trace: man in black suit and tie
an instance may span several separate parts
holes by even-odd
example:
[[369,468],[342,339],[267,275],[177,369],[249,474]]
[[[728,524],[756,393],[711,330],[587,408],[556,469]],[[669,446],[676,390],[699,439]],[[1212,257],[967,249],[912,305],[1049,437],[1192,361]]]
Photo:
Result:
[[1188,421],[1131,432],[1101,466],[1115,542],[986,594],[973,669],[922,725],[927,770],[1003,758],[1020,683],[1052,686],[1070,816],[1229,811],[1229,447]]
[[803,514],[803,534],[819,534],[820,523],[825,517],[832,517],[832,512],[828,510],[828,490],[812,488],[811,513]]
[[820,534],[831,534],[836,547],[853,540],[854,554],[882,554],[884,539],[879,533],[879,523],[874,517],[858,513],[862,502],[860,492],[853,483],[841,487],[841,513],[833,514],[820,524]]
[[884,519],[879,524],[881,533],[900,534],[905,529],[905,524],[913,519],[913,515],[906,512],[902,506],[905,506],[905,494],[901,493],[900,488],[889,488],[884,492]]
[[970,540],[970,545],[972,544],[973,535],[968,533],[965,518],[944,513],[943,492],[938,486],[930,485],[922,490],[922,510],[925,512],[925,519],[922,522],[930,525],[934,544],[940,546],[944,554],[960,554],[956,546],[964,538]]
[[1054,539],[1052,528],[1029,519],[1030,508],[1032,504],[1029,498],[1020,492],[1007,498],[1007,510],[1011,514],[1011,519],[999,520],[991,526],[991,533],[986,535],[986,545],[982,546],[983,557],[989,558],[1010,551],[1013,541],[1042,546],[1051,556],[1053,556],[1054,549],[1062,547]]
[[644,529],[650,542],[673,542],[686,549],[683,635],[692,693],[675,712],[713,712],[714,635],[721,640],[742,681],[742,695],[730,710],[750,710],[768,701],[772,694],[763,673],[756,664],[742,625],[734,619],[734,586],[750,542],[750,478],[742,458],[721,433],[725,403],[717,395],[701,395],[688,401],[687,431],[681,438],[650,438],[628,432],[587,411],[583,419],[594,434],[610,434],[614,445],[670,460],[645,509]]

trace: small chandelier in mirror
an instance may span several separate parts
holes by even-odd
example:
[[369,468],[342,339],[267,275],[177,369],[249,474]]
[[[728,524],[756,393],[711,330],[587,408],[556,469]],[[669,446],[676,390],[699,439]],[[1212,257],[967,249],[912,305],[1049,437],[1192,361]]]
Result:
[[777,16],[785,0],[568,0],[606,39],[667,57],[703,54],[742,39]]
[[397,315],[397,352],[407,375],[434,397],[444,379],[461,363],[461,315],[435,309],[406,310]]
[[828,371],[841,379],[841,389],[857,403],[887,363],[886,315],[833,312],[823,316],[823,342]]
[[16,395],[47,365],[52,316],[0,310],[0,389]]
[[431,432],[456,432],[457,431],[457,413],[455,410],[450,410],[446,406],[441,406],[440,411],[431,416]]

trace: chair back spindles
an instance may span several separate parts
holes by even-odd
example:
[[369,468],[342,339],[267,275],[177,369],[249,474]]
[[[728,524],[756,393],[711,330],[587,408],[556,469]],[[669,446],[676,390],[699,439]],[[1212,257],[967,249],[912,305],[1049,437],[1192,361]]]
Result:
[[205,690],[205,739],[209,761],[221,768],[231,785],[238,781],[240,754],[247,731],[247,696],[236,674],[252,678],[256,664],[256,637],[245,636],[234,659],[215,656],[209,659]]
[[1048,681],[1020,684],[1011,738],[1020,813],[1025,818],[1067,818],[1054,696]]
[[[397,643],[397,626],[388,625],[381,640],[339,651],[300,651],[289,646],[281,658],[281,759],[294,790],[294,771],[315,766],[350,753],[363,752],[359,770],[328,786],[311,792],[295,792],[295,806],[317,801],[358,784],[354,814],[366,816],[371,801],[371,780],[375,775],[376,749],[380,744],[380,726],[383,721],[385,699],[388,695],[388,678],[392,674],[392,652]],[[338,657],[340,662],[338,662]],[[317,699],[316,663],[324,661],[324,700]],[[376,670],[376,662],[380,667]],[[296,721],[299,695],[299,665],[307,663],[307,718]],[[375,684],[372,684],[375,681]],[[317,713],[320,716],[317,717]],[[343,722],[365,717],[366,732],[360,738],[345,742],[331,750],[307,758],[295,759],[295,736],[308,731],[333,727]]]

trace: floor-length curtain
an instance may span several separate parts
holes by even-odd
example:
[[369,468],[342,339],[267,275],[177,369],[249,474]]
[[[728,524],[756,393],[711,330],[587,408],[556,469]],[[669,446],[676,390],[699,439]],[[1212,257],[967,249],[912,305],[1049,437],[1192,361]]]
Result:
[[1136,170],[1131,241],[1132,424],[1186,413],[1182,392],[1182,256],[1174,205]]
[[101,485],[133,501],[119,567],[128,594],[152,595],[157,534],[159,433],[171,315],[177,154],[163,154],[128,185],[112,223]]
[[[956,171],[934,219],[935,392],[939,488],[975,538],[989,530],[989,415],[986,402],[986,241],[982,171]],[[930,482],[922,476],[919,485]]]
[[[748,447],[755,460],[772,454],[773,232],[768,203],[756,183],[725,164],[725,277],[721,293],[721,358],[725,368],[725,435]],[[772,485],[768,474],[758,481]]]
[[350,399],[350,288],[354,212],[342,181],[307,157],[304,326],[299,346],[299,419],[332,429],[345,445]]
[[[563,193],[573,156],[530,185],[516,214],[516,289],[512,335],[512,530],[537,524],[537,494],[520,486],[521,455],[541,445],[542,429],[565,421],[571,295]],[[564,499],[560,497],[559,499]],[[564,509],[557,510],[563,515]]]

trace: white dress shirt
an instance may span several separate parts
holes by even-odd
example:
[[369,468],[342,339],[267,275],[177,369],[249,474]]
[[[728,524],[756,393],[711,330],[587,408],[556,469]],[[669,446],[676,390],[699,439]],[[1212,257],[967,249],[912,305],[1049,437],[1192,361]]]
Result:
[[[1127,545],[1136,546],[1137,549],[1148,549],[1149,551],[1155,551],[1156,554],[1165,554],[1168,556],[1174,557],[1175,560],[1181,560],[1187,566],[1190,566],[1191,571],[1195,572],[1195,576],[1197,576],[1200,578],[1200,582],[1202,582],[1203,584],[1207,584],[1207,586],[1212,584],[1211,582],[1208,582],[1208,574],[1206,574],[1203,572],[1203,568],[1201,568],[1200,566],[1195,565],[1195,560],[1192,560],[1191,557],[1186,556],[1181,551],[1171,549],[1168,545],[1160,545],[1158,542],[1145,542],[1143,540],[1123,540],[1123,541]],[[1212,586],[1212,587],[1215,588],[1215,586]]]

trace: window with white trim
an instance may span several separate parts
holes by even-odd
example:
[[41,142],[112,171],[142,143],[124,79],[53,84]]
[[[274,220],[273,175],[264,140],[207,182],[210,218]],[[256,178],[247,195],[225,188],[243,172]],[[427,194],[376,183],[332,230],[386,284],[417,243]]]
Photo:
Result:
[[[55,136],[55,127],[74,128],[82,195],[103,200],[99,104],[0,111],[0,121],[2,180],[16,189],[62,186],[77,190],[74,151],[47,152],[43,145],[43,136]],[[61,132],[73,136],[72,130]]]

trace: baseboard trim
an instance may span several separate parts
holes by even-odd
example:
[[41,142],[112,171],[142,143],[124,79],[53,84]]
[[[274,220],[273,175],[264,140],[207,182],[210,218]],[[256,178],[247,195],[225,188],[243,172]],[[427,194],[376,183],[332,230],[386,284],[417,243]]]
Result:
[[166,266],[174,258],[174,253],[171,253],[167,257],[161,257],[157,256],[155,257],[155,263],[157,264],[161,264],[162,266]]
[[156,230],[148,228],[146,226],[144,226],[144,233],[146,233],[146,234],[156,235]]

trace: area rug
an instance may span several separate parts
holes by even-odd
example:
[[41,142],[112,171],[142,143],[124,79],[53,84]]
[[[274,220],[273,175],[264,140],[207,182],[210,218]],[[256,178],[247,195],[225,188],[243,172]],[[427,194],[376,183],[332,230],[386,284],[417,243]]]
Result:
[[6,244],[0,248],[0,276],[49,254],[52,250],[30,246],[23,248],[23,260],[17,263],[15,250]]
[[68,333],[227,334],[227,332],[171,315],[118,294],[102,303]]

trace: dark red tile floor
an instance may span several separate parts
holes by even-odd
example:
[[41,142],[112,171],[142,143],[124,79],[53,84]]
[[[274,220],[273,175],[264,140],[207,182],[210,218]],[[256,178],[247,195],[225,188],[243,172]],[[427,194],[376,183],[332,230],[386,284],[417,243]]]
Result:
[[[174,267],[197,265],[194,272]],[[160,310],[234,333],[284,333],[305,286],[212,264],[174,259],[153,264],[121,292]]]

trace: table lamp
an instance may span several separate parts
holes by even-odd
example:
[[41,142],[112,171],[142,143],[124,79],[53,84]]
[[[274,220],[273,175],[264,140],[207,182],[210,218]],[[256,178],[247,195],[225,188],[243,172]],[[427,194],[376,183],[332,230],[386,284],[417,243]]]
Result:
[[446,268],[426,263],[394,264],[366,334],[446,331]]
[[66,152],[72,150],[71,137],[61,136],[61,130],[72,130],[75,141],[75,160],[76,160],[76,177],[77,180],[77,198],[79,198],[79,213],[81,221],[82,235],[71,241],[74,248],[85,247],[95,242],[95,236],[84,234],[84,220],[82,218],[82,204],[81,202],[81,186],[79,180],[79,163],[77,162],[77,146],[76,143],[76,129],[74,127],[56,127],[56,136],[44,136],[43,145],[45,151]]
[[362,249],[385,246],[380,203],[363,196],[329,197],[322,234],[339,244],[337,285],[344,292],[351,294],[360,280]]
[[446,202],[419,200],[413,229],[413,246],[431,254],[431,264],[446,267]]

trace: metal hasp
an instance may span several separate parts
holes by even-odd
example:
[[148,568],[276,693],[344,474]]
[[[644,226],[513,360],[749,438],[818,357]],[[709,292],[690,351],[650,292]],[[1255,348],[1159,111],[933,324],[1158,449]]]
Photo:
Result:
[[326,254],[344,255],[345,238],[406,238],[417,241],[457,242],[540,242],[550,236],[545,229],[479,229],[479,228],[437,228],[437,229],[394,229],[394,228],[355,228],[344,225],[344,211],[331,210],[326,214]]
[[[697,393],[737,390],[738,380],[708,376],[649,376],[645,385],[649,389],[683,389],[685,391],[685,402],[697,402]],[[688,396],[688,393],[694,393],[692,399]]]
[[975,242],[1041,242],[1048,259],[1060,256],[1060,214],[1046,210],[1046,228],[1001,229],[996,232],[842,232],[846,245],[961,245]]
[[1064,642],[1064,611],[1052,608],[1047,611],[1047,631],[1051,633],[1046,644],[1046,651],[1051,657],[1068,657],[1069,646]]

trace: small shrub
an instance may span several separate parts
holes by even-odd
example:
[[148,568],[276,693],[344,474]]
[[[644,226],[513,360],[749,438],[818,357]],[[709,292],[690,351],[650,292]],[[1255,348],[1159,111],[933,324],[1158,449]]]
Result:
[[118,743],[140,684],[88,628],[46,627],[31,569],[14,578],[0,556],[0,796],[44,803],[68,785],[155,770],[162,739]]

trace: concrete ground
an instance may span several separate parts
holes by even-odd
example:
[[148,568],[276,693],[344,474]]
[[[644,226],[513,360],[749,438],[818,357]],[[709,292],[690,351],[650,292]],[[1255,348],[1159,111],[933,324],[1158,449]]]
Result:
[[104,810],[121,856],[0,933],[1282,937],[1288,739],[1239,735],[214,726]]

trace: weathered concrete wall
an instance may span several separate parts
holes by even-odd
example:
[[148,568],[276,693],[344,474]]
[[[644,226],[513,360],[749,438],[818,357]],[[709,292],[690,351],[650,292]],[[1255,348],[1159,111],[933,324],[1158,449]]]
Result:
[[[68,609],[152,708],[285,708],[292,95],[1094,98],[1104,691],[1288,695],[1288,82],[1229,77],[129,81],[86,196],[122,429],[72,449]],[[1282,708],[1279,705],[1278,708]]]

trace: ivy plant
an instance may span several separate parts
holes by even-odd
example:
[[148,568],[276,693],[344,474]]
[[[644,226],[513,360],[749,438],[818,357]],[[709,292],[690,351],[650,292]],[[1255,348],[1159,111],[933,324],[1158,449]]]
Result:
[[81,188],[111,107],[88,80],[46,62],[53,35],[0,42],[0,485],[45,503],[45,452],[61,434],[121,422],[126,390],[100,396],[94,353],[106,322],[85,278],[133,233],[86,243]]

#### EXERCISE AIM:
Everything from the line with "trace: concrete ground" to the end of the listing above needs to be duplicated exactly, both end lines included, with nothing more.

#### CORRECT RESPONSE:
trace: concrete ground
an instance may span several separate parts
holes by even-odd
example:
[[148,568],[276,693],[344,474]]
[[[644,226],[513,360],[749,438],[818,357]],[[709,292],[690,351],[650,292]],[[1255,348],[1159,111],[933,324],[1158,449]]]
Result:
[[104,810],[121,856],[0,933],[1282,937],[1288,739],[1239,735],[214,726]]

trace: weathered concrete wall
an instance may span several separate parts
holes by even-odd
example:
[[148,568],[276,693],[344,474]]
[[[644,226],[513,360],[749,438],[818,357]],[[709,292],[690,351],[650,292]],[[1255,348],[1159,111],[933,324],[1158,449]]]
Result:
[[[68,609],[152,708],[285,708],[292,95],[1094,98],[1104,691],[1288,695],[1288,82],[1229,77],[129,81],[86,196],[122,429],[72,449]],[[1282,708],[1279,705],[1278,708]]]

trace: ivy plant
an instance may span several separate parts
holes by even-odd
example:
[[148,568],[276,693],[344,474]]
[[[644,226],[513,360],[749,438],[818,357]],[[709,292],[690,351],[650,292]],[[1255,348],[1159,111],[933,324],[1158,449]]]
Result:
[[81,188],[111,107],[88,80],[46,62],[53,35],[0,42],[0,485],[45,503],[45,452],[61,434],[121,422],[126,390],[100,396],[94,353],[106,322],[85,278],[133,233],[86,243]]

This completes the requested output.